[Stored data entries]

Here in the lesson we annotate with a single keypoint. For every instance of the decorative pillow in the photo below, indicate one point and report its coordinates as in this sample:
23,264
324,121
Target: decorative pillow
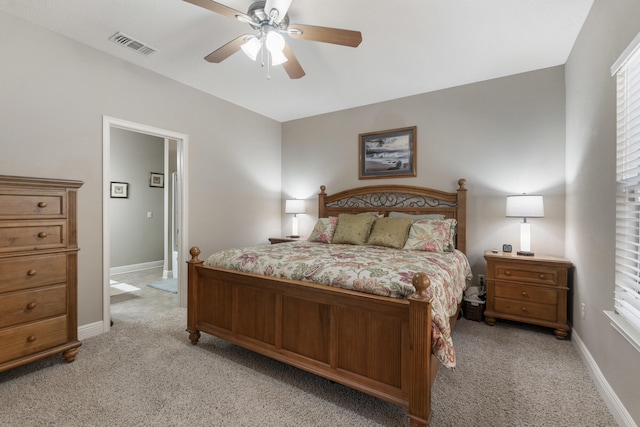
376,214
432,235
324,230
415,217
391,232
353,229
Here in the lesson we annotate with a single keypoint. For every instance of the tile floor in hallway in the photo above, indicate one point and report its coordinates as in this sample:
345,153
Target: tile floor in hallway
137,304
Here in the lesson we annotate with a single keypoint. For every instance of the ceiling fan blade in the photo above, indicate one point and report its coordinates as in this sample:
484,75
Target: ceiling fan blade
220,8
227,50
326,35
292,66
281,5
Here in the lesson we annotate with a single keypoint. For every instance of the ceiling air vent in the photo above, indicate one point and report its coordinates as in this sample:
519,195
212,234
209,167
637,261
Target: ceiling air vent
131,43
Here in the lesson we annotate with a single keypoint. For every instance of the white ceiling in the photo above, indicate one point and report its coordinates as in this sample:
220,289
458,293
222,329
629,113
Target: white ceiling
409,46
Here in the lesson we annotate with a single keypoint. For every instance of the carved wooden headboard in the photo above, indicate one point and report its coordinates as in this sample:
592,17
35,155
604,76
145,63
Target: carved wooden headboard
400,198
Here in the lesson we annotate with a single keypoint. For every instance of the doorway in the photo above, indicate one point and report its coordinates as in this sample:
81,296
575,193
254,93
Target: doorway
175,203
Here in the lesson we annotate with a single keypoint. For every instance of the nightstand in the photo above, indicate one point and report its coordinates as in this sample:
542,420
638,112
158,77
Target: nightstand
275,240
529,289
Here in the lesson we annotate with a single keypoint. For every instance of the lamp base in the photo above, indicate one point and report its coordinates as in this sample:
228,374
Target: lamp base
526,253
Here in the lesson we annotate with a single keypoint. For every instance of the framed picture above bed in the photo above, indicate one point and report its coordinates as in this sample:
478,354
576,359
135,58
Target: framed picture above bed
388,154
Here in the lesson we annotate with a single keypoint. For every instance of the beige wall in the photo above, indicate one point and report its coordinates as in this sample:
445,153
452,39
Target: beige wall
505,136
591,169
54,94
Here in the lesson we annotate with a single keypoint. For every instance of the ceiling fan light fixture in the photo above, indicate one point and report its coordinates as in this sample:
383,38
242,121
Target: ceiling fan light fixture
277,58
252,47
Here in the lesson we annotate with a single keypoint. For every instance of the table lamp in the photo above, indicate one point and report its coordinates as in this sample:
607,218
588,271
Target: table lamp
525,206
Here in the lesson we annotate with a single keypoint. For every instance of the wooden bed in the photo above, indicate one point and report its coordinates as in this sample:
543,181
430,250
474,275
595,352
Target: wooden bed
378,345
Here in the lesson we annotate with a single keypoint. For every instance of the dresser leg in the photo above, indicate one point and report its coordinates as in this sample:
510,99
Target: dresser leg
70,355
560,333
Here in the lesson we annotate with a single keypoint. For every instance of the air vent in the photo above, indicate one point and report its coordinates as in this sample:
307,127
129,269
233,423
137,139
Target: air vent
131,43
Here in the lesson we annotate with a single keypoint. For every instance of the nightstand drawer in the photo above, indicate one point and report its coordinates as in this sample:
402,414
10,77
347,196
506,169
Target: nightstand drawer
527,293
23,307
524,273
526,309
32,338
33,271
22,236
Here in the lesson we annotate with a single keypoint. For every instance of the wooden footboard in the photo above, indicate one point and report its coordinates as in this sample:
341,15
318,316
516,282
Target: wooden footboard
380,346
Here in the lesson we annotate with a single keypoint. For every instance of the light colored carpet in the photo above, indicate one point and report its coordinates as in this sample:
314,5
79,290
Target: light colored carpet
146,373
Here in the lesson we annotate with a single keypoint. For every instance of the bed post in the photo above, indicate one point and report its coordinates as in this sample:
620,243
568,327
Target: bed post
462,215
420,336
322,213
192,297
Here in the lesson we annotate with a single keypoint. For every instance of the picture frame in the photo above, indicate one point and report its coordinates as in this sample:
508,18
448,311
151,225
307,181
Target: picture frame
156,179
388,154
119,190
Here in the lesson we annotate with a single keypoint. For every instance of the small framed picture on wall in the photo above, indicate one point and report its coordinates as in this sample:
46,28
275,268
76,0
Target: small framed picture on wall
388,154
119,190
156,179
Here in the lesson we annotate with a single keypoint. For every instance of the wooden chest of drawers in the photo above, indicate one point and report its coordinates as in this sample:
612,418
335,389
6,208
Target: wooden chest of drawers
528,289
38,269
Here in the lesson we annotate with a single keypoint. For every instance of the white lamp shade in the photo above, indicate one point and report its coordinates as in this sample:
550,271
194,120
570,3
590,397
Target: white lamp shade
525,206
282,6
294,206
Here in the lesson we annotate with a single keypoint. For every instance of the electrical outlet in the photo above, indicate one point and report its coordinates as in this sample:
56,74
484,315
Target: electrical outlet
482,280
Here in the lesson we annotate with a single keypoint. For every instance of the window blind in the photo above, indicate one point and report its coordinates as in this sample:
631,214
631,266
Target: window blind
627,270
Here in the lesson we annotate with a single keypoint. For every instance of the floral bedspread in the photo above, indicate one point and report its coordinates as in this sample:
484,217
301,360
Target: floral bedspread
372,269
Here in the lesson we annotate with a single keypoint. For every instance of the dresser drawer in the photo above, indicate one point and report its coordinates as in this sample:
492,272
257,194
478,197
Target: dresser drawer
30,235
37,204
32,271
526,293
526,309
32,338
526,273
27,306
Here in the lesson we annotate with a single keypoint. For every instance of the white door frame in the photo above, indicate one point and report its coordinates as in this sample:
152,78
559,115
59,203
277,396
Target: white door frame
183,241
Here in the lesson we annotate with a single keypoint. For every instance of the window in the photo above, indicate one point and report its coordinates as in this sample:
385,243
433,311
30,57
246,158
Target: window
626,315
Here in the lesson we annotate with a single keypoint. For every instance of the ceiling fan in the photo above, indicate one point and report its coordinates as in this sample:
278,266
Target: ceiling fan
270,20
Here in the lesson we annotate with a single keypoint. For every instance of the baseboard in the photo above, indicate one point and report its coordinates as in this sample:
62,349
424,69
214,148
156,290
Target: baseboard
91,330
609,396
136,267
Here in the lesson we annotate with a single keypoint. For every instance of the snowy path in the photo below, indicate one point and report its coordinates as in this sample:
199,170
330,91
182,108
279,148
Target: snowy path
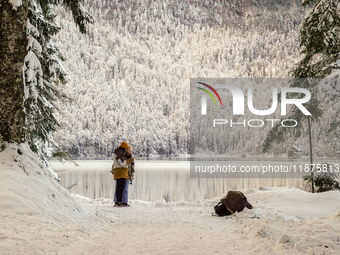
155,230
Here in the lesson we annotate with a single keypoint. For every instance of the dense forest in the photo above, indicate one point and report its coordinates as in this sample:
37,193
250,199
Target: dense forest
129,77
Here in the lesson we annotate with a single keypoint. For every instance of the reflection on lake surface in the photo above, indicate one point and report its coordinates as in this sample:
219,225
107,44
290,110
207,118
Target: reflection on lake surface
155,180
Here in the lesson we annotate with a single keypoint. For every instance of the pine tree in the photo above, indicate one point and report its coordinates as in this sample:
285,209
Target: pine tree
320,51
33,64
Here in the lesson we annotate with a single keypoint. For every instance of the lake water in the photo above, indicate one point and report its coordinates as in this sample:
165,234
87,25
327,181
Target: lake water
155,180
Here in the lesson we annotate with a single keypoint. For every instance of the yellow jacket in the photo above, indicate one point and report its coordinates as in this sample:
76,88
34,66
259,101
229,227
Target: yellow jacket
121,172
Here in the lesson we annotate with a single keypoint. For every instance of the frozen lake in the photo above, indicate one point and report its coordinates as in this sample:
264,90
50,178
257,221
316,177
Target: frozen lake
155,180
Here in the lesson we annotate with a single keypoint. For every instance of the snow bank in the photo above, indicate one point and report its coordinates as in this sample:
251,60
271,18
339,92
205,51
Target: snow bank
28,188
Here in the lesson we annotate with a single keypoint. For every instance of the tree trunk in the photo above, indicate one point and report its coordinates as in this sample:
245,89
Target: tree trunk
311,152
13,49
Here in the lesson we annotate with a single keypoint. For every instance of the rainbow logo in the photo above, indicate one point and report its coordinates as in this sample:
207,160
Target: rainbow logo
209,93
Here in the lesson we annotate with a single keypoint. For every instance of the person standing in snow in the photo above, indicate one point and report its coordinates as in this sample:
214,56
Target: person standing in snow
131,172
120,171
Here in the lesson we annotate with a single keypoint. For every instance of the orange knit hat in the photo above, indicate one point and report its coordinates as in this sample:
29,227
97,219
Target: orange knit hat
124,145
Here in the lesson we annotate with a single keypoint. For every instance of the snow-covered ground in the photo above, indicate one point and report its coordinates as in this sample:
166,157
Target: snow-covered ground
38,216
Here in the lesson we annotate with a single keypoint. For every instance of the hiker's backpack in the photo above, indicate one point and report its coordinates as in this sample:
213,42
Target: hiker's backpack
235,201
221,210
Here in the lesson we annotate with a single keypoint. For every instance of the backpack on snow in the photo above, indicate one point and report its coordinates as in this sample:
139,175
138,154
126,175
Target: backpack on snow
221,209
234,201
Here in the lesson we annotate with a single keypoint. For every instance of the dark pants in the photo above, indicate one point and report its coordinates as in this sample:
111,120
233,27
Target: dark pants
120,189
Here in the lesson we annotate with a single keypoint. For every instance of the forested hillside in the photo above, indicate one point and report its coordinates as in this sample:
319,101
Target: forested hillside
129,78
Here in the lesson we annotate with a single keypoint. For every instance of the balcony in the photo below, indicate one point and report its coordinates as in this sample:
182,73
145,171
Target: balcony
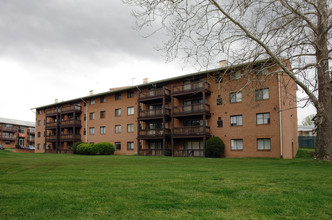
154,114
190,110
191,131
51,125
189,88
51,138
153,133
154,95
188,153
8,137
71,123
9,129
70,137
151,152
71,109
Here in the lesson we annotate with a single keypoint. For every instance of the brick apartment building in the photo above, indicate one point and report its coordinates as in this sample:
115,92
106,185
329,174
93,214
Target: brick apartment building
251,107
13,132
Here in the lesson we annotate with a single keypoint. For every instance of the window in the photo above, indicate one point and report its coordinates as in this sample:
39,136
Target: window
236,120
92,116
236,97
219,122
117,128
117,145
102,114
130,110
263,144
237,144
130,128
263,118
130,94
118,112
118,96
262,94
235,75
102,130
130,145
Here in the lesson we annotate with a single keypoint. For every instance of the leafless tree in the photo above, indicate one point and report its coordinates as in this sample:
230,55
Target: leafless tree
298,31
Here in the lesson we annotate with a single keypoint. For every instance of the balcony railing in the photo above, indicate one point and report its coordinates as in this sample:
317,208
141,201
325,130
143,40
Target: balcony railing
191,87
8,129
192,131
188,153
8,137
153,94
154,113
151,152
153,133
71,123
191,109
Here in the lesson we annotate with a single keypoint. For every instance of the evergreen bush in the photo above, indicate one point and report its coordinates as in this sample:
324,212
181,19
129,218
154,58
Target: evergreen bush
215,147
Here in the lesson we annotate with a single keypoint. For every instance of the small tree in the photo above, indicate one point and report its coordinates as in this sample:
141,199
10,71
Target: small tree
215,147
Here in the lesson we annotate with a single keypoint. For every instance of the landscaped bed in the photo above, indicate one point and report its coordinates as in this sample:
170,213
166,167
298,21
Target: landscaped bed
55,186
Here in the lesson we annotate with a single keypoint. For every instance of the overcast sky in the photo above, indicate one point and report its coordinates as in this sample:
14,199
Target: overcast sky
61,49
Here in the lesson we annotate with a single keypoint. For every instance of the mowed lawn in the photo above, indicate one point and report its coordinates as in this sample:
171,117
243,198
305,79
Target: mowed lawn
50,186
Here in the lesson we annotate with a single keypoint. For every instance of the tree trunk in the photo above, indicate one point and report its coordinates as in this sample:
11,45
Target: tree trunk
324,108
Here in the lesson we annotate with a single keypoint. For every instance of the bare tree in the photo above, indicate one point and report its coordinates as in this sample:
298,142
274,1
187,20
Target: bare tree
286,31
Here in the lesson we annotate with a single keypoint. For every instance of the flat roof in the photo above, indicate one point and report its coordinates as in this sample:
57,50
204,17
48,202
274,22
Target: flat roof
17,122
126,88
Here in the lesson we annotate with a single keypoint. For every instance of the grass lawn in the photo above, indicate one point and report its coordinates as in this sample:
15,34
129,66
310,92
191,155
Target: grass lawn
50,186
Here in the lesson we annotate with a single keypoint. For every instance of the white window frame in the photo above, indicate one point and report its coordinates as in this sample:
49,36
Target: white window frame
263,143
236,144
235,97
263,118
236,120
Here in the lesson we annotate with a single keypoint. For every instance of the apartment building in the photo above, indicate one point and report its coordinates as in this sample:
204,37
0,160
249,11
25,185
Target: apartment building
251,107
13,132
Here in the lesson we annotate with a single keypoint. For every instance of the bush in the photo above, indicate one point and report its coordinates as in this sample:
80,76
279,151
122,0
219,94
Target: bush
215,147
104,148
75,145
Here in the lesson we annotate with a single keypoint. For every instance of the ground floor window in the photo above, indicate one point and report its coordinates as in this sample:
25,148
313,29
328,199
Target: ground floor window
237,144
263,144
130,145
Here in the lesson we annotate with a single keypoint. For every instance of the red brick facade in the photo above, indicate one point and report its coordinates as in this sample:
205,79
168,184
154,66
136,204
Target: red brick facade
254,114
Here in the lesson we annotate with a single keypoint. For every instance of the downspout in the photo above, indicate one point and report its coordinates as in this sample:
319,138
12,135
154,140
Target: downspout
280,123
86,121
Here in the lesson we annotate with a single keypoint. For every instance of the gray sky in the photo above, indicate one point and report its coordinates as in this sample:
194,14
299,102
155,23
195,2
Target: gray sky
61,49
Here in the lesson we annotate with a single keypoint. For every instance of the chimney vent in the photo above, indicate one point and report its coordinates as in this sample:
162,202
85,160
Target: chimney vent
222,63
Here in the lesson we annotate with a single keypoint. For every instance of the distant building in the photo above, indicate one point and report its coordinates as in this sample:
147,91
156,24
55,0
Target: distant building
13,132
248,106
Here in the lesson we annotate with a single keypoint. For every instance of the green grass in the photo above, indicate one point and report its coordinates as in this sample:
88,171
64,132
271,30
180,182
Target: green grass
48,186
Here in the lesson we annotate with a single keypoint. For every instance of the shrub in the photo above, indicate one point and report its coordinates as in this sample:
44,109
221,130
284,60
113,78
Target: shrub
215,147
85,149
75,145
104,148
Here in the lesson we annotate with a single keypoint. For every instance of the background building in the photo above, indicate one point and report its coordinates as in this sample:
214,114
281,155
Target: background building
13,132
251,107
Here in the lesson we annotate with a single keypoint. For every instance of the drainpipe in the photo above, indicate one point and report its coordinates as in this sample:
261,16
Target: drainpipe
86,120
280,123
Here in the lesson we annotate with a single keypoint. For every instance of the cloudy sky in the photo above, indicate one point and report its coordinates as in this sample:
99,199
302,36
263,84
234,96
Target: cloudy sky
61,49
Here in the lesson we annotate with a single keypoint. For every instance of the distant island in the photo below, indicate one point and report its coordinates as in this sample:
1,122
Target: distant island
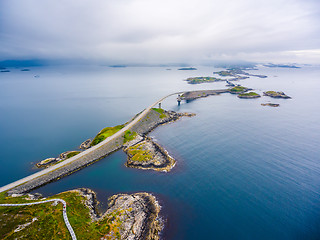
187,68
275,94
271,65
118,66
249,95
235,73
270,104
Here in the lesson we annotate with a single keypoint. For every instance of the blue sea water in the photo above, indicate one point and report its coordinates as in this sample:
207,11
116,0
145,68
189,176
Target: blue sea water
243,171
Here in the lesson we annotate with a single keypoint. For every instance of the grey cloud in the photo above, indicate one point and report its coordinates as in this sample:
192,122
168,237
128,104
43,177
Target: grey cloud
158,31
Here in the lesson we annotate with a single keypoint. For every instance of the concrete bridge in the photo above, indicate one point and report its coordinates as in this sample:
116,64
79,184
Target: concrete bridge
88,156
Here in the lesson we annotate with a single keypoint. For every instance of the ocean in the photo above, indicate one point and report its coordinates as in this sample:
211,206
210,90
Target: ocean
243,171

Exercise directions =>
What you return must match, character for character, the lines above from the one with "the balcony in" through the one with "the balcony railing", minus any pictures.

Solution to the problem =>
Here in the lesson we annotate with a single keypoint. For every instance of the balcony in the photo below, indicate one point and report its coordinates as in this sample:
182,73
145,171
Target: balcony
154,114
190,110
191,131
51,125
189,88
51,138
153,133
154,95
188,153
8,137
71,123
9,129
70,137
151,152
71,109
Here in the lesson we annotate with a single keypoint. For every instance of the brick apartment building in the photo above, indicate one point and report its coordinates as in this sample:
115,92
106,185
329,174
93,214
Target: brick apartment building
251,107
13,132
Here in the lesson we annotate with a single keypoint. For every instance of the window in the photo above, indicate one point and report its coordinates as in this sample:
39,136
Target: window
236,120
92,116
236,97
219,122
117,128
117,145
102,114
130,110
263,144
237,144
130,128
263,118
130,94
118,112
118,96
262,94
235,75
102,130
130,145
Here in the lesson we annotate with a single keypoint. For every instance of the leafless tree in the photo above, indicate one point and report its coordinates as in this sample:
230,55
Target: leafless tree
298,31
Here in the lesson we annotate with a single keypoint. For every instance of the balcony railing in the photo above, indicate one point and report its coordinates as in this sample:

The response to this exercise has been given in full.